§ **The task**
Every record below should be printed exactly as it appears.

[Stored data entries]
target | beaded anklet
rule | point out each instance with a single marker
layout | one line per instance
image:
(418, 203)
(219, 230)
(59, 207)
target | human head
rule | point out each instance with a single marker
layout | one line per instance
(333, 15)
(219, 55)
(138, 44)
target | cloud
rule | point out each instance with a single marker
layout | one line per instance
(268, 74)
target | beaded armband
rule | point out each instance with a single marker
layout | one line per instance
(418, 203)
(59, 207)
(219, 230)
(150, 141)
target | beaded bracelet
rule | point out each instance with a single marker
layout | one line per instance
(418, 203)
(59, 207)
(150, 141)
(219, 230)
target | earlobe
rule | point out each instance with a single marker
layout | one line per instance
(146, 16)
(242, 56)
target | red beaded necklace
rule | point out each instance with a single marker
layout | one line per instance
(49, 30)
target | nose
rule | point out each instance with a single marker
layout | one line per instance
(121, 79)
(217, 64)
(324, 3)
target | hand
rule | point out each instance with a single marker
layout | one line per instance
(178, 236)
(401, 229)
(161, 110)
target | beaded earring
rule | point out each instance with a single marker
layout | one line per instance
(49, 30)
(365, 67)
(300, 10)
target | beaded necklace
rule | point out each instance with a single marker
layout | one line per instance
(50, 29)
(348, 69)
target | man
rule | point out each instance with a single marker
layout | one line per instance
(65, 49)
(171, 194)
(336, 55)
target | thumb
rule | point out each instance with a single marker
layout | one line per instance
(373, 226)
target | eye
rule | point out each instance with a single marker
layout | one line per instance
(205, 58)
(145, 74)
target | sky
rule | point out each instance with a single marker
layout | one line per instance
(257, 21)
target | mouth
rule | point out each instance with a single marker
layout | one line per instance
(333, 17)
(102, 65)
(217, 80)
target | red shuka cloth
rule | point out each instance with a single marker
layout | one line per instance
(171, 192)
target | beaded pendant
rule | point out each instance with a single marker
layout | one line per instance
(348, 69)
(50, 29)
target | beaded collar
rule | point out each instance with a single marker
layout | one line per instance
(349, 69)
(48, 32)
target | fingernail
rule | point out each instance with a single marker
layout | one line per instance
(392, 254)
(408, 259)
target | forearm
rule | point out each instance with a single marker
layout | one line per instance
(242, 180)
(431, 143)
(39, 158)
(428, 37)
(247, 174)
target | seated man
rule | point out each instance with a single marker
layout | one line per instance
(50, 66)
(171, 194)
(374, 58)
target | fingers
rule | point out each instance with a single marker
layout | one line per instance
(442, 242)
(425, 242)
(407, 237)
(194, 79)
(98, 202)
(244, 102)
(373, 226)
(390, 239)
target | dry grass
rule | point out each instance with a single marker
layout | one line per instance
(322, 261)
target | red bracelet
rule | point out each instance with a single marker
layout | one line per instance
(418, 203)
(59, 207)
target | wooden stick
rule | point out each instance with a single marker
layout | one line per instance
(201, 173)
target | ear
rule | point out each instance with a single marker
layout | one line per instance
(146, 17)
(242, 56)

§ **The answer**
target | beaded anklet
rule | point out each instance with a single marker
layout | one line per instance
image:
(418, 203)
(219, 230)
(59, 207)
target | human head
rule | point out each instance with a single marker
layout | one line per instance
(333, 15)
(219, 55)
(138, 44)
target | cloud
rule | point out each instance with a single marker
layout | one line per instance
(268, 74)
target | beaded armband
rule | point out each instance with a single marker
layout | one line per instance
(418, 203)
(59, 207)
(219, 230)
(150, 141)
target | beaded bracelet
rule | point out each instance with a single marker
layout | one line per instance
(418, 203)
(59, 207)
(150, 141)
(219, 230)
target | earlobe
rule | point out each instance with a single marker
layout | one line per instance
(146, 16)
(242, 56)
target | red beaded necklace
rule | point out each instance with a single marker
layout | one line per instance
(49, 30)
target | nose
rule | point out each instance with a single marker
layout | one line per instance
(121, 79)
(217, 64)
(324, 3)
target | hand
rule | point out each instance with a single marker
layout | one line per instance
(178, 236)
(401, 229)
(161, 110)
target | beaded earring
rule | point out each instance with a single marker
layout | one line per instance
(49, 30)
(365, 67)
(300, 10)
target | beaded necklace
rule | point out each instance with a single marker
layout | one line per instance
(50, 29)
(348, 69)
target | man
rule | point out each instance with a single marker
layout | one line per instance
(65, 49)
(171, 194)
(336, 55)
target | thumb
rule | point out each instance with a single marker
layout | one line per instance
(373, 226)
target | eye
rule | point out each instance with a single marker
layout | one line per instance
(205, 58)
(145, 74)
target | sky
rule | point out each instance with a single marker
layout | one line per instance
(257, 21)
target | mouth
rule | point out each instance with a single marker
layout | one line per instance
(333, 17)
(102, 65)
(217, 80)
target | red shuka cloth
rule | point out each instance with a single marker
layout | one line per instance
(171, 192)
target | beaded pendant
rule | point out each instance with a single marker
layout | one line per instance
(348, 69)
(50, 29)
target | beaded collar
rule | point out each instance with a single marker
layout | one line per instance
(349, 69)
(48, 32)
target | fingernail
rule | point out each instance with a single marker
layout | one line per instance
(392, 254)
(408, 259)
target | forearm
rule | point out each instance with a single marker
layout | one line per instance
(242, 180)
(431, 143)
(39, 158)
(428, 37)
(247, 174)
target | seated man
rule | point out each instance with a single marker
layout | one line per instance
(50, 66)
(171, 194)
(374, 58)
target | fingers
rule | point out each instance with a single marker
layout | one line per instance
(442, 242)
(425, 242)
(407, 237)
(194, 79)
(98, 202)
(244, 102)
(373, 226)
(390, 239)
target | dry grass
rule | point out each instance with a single marker
layout | one line per instance
(322, 261)
target | red bracelet
rule | point out each instance with a single marker
layout | one line per instance
(418, 203)
(59, 207)
target | wooden stick
rule | point out each instance with a single marker
layout | one line per instance
(201, 173)
target | ear
rule | point out each instance with a single marker
layout | one line per instance
(146, 17)
(242, 56)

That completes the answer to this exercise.